• **Task prompt**:
Scan the data for "shoulder" and copy the lines it appears in.

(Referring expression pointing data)
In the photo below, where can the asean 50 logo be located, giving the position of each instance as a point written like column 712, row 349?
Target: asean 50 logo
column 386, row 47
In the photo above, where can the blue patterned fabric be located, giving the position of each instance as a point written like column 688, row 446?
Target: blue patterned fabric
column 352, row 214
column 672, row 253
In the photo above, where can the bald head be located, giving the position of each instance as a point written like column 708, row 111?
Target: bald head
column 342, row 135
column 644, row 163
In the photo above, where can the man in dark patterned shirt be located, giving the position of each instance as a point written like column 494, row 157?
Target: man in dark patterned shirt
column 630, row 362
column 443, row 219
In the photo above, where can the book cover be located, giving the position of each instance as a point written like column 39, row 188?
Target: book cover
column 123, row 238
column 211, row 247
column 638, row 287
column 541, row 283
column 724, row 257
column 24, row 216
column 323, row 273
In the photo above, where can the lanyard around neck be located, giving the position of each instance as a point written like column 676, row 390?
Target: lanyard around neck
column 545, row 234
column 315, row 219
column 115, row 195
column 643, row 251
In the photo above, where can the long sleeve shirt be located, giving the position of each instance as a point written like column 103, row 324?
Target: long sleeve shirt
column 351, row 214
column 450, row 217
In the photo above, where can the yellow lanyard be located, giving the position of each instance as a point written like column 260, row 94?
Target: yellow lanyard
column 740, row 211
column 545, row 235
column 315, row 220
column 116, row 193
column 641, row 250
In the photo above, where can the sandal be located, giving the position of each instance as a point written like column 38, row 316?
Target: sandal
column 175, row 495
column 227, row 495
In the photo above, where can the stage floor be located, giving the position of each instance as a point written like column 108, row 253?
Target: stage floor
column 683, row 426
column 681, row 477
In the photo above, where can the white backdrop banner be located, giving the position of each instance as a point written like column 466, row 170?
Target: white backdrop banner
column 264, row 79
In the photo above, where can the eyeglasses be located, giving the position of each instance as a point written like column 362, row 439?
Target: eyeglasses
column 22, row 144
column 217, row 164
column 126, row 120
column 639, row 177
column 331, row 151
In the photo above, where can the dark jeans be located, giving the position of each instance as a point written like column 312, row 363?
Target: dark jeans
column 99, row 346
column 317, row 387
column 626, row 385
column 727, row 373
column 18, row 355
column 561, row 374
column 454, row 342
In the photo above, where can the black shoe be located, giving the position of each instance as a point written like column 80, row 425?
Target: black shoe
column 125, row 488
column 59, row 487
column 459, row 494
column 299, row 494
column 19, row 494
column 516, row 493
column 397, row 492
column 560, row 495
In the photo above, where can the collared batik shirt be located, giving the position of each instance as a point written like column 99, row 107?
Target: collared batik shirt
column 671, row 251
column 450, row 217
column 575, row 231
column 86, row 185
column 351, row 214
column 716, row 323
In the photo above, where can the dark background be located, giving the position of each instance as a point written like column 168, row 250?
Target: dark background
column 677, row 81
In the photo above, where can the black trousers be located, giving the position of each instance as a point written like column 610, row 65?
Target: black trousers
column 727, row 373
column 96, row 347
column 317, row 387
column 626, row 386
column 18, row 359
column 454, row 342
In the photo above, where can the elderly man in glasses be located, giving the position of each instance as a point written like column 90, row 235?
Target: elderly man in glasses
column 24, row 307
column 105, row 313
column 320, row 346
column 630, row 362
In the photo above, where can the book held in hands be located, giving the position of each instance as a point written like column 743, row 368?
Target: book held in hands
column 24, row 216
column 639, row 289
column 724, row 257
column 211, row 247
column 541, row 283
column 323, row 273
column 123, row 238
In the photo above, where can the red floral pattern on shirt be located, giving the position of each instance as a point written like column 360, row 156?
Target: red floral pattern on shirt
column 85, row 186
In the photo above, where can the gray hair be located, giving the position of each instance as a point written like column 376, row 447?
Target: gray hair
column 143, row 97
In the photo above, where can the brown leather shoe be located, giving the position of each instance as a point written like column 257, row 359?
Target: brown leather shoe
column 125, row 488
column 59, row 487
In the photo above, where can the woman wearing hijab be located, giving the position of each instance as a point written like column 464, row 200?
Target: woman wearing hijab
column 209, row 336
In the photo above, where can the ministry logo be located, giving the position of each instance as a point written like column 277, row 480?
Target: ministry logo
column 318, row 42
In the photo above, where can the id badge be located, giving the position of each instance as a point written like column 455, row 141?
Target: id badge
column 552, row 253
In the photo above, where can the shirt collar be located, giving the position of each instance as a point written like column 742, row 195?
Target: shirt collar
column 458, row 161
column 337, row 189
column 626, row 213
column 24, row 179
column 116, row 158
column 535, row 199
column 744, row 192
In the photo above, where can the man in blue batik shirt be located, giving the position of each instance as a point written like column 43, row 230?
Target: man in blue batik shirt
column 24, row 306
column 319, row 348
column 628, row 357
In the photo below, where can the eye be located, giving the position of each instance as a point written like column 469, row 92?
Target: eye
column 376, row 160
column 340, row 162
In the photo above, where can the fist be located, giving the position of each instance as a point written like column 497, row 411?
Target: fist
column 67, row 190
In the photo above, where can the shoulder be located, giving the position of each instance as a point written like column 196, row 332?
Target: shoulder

• **Solved problem**:
In the photo above, where can the shoulder be located, giving the position of each instance as a point written like column 196, row 332?
Target: shoulder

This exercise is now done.